(Referring expression data)
+ + + +
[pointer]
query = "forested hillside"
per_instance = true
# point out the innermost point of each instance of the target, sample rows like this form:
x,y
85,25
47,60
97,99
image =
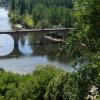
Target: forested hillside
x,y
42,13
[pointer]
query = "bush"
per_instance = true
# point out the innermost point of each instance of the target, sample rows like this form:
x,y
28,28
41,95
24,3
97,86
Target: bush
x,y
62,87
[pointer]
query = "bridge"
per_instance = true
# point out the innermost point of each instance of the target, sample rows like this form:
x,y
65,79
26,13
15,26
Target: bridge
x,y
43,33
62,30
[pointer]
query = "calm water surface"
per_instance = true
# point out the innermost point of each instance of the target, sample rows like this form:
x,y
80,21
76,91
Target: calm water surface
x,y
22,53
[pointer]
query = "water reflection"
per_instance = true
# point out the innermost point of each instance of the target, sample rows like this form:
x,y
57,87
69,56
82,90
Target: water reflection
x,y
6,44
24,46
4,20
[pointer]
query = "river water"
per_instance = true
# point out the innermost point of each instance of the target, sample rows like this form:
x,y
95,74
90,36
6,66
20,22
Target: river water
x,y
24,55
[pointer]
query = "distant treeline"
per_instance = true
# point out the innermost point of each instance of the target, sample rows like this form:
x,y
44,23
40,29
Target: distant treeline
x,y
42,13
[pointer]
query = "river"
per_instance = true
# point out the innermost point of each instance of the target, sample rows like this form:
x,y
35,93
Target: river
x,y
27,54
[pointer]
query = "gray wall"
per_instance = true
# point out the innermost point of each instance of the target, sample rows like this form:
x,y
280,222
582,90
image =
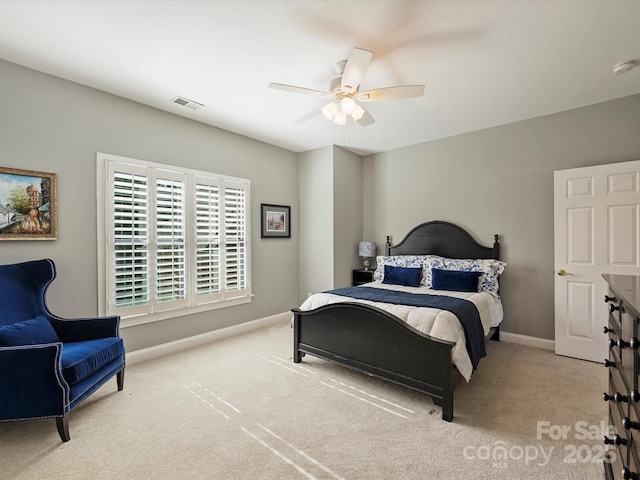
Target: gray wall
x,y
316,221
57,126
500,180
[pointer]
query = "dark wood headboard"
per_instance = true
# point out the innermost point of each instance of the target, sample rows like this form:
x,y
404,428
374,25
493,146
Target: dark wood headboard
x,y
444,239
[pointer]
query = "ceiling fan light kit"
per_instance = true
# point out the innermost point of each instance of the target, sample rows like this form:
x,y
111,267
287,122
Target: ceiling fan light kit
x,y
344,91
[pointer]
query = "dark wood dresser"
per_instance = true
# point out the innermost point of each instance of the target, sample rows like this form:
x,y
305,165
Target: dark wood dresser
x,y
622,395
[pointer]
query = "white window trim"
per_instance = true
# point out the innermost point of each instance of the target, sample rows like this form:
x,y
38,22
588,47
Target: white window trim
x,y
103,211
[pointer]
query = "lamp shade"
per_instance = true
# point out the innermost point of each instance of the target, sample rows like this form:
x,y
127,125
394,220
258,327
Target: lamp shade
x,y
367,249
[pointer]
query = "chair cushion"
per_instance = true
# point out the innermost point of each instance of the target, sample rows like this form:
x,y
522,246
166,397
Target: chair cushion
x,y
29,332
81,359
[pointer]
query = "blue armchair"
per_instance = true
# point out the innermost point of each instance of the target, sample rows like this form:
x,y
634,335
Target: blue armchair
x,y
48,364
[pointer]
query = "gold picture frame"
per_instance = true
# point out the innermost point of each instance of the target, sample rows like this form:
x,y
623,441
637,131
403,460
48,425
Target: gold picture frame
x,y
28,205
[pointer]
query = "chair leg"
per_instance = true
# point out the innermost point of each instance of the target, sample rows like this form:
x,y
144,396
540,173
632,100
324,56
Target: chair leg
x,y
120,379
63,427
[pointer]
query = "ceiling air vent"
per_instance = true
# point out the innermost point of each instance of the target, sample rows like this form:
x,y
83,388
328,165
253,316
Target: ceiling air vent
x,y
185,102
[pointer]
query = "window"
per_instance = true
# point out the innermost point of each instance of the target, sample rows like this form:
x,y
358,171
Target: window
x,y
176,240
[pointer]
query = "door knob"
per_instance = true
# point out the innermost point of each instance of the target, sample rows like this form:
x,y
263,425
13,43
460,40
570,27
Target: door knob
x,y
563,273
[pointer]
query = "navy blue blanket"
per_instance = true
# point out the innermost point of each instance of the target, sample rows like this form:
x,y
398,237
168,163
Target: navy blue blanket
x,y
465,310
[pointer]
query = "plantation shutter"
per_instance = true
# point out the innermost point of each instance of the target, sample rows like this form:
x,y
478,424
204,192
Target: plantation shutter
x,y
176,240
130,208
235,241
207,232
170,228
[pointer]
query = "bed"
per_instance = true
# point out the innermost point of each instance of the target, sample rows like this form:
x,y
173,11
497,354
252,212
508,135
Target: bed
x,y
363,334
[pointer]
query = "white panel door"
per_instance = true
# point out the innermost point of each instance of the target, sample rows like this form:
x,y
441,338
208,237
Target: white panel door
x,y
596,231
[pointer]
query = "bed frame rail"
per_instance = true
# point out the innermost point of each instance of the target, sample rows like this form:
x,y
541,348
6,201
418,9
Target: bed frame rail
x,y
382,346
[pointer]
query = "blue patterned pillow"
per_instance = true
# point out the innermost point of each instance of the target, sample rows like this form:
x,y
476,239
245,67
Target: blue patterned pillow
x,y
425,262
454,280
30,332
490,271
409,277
+ + + +
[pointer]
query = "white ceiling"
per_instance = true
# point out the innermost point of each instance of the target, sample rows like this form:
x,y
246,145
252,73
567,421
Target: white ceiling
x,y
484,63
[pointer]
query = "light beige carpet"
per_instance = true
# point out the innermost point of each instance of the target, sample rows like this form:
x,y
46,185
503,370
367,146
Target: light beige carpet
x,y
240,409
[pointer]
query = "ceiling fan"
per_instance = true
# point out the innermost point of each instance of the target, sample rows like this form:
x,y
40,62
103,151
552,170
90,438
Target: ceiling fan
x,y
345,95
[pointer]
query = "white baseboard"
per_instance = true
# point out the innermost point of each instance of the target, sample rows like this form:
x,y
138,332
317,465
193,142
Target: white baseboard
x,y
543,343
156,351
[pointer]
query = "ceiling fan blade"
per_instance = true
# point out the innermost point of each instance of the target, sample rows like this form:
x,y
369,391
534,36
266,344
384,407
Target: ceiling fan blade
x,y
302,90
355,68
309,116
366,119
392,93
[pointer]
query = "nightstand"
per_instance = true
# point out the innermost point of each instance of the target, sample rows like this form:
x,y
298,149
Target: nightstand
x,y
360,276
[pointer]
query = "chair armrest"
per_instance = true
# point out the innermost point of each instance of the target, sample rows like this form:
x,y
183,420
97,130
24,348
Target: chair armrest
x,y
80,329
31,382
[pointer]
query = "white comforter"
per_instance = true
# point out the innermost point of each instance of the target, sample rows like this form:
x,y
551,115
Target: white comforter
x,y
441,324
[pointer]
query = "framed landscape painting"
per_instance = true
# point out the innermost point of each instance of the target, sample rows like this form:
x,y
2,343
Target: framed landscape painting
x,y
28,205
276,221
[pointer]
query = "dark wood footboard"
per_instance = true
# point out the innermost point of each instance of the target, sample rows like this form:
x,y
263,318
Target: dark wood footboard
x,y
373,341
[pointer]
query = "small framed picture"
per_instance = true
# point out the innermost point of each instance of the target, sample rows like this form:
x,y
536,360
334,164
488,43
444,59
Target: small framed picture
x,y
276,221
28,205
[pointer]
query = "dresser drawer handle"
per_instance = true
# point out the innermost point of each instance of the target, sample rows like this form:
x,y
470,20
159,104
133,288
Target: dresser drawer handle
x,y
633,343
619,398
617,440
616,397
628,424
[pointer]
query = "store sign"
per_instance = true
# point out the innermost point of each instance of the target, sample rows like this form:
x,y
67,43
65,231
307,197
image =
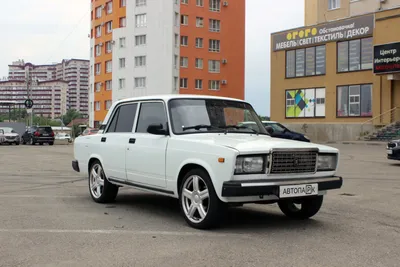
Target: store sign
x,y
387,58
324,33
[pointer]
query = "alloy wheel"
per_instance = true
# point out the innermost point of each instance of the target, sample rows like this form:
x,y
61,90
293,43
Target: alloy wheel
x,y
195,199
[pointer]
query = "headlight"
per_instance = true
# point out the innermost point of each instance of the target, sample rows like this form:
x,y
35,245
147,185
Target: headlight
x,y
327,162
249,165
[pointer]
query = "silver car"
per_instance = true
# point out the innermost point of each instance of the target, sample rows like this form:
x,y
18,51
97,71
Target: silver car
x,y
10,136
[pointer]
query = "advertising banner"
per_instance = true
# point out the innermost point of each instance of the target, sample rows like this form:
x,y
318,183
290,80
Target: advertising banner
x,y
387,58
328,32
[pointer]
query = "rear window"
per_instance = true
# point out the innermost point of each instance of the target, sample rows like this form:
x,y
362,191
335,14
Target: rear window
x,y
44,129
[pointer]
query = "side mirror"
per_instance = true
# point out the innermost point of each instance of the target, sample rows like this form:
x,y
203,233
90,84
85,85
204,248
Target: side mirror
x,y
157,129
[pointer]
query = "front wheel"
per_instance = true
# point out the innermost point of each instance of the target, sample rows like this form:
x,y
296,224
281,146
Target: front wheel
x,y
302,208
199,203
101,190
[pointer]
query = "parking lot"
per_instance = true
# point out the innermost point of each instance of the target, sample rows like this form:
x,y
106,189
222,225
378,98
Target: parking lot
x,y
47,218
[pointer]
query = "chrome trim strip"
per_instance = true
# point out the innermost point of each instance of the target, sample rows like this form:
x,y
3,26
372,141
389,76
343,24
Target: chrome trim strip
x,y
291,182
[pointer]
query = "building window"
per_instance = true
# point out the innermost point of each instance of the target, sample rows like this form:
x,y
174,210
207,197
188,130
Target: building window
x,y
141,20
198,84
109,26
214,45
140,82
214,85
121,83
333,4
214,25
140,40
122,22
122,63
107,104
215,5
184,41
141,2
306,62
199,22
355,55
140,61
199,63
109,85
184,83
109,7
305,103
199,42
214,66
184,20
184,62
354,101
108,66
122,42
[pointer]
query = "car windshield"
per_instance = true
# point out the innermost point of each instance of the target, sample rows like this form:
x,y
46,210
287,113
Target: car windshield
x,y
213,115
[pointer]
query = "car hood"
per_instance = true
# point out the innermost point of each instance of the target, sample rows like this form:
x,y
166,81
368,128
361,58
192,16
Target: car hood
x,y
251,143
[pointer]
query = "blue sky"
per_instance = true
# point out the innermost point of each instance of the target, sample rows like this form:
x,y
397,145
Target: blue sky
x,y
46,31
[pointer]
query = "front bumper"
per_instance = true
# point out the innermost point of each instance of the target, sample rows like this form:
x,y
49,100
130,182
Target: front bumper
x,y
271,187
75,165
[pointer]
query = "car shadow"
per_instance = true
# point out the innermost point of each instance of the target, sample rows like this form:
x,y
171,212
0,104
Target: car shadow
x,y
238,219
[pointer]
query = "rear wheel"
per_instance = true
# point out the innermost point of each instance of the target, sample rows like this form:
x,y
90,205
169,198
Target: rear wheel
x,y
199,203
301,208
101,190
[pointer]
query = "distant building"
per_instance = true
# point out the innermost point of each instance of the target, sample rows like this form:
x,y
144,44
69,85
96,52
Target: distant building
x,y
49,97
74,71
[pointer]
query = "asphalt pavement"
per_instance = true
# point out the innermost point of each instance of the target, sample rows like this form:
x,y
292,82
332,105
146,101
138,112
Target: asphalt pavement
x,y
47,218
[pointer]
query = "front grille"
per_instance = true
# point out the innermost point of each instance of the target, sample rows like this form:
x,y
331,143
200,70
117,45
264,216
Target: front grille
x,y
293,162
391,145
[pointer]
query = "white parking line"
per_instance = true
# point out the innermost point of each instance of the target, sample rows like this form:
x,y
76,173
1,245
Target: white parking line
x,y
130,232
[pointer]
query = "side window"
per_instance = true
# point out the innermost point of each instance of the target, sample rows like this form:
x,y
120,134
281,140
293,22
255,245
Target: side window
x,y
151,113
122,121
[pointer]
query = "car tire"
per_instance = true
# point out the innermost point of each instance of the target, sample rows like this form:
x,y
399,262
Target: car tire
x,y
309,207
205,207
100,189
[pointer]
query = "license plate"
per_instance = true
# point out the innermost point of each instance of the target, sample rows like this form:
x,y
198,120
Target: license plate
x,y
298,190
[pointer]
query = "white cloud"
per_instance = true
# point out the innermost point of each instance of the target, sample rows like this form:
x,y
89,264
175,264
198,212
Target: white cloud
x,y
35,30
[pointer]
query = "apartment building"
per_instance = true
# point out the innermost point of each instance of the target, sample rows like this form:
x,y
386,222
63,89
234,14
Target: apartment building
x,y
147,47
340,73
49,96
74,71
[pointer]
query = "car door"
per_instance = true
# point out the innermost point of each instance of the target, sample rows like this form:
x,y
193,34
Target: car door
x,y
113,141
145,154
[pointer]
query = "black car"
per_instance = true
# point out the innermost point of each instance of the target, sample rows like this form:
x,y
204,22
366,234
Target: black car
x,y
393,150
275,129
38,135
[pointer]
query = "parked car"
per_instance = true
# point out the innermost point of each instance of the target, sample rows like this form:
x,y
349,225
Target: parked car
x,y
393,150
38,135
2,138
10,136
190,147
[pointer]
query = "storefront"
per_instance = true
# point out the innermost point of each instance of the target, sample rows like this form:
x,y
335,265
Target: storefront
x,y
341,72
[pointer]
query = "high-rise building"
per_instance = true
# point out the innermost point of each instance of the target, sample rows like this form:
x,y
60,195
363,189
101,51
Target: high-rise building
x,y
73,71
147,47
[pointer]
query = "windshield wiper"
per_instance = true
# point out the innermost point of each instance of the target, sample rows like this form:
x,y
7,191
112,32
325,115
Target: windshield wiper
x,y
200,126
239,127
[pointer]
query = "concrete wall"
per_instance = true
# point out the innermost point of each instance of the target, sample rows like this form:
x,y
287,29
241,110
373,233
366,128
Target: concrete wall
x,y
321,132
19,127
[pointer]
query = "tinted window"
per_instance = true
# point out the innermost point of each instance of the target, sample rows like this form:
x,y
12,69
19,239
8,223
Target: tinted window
+ + + +
[Task goal]
Would you please copy every line in the data that contains the word "tinted"?

[Solution for this exercise]
query = "tinted window"
Target: tinted window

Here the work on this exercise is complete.